## REQUIRED TASKS
**A)** Summarize the passage on the Calgary real estate board consolidation in two sentences.
**B)** According to the passage on the Calgary real estate board consolidation, what three things does Zacher's warning express a fear of losing?
**C)** In the passage on the Calgary real estate board consolidation, which firm is Corinne Lyall an owner/broker with?

## EXTRACT TO READ
---

Zacher expresses profound apprehension about the long-term consequences of the consolidation: “I don’t think it’s good for us. I really don’t. It’s not moving forward; we’re moving backwards. I can see a time where if this goes through that in 10 years, there will be somebody saying we should form a Calgary Real Estate Board to look after our interests.” This stark warning encapsulates the fear of losing local identity, control, and the ability to address unique Calgary market challenges effectively, potentially leading to a future where members feel compelled to re-establish a dedicated local board.

Conversely, Corinne Lyall, owner/broker with Royal LePage Benchmark in Calgary and a former President of CREB, offers a more optimistic outlook, viewing the consolidation as a fundamentally positive and progressive move. While generally supportive, Lyall does acknowledge one prevailing concern: “My only concern right now is probably the lack of detail, but there are many things I know they can’t answer. Until we’re moving forward, it’s hard to understand what that work chart is going to look like.” This highlights a common challenge in large-scale organizational changes, where the fine print of operational restructuring often remains elusive until the merger is underway.

---

## MATERIAL SUPPLIED

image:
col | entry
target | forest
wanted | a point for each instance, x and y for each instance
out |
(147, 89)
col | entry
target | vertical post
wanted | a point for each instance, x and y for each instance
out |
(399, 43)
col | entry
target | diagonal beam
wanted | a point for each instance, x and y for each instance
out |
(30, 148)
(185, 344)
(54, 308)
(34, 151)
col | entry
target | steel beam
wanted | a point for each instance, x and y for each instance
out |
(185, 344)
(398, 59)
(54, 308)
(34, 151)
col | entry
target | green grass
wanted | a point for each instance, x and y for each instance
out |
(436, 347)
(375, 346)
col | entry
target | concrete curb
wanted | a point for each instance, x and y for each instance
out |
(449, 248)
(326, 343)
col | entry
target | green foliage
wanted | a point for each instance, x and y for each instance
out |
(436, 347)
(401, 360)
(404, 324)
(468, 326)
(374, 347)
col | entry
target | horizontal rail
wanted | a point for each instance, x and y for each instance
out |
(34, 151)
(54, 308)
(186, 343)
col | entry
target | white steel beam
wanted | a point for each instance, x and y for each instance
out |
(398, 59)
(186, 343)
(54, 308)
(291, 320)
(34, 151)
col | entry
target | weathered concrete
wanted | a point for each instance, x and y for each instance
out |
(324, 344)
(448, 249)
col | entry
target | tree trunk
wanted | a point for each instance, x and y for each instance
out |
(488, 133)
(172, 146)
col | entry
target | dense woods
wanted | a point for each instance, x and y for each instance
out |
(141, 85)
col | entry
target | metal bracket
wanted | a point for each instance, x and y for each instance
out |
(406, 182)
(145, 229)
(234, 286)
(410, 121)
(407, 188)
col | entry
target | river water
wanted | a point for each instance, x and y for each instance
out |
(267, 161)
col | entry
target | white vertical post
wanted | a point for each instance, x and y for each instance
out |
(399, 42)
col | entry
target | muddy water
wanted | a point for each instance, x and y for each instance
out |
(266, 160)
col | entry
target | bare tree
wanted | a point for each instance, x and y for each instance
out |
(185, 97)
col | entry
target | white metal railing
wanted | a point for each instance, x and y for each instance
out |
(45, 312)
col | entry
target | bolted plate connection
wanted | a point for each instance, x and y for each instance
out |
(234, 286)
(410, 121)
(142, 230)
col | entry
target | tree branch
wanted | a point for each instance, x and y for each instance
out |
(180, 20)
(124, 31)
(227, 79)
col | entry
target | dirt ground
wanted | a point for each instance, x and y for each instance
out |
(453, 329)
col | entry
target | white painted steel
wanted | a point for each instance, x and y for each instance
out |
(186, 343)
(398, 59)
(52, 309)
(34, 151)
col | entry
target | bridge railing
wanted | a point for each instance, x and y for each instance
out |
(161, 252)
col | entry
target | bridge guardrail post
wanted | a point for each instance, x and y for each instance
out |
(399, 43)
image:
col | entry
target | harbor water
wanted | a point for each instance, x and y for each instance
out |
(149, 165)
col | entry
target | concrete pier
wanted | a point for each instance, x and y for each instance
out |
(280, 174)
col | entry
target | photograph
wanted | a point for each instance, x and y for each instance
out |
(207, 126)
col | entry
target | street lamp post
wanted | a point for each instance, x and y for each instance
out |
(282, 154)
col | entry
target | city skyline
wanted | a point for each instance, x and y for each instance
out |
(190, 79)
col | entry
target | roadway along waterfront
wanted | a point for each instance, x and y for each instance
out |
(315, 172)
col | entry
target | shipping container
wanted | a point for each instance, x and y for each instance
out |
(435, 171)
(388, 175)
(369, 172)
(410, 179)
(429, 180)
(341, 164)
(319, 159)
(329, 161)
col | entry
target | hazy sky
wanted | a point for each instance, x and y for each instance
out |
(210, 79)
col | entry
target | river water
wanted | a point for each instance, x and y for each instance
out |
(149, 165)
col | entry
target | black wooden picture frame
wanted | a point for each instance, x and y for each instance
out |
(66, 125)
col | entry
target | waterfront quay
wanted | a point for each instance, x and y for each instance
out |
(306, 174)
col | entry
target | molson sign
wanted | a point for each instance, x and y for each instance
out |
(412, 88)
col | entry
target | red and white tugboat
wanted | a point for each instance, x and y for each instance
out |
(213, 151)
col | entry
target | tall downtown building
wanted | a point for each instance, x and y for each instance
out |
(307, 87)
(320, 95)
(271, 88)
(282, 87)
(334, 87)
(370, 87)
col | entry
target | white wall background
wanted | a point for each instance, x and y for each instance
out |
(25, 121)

---

## ANSWERS GIVEN
**A)** Zacher strongly fears the consolidation will set members back, warning that within 10 years someone may call for a new Calgary Real Estate Board to protect local interests. Corinne Lyall, a former CREB President, sees the move as positive and progressive, though her one concern is the current lack of detail about how the new structure will look.

**B)**
- Local identity
- Control
- The ability to address unique Calgary market challenges effectively

**C)** Royal LePage Benchmark in Calgary.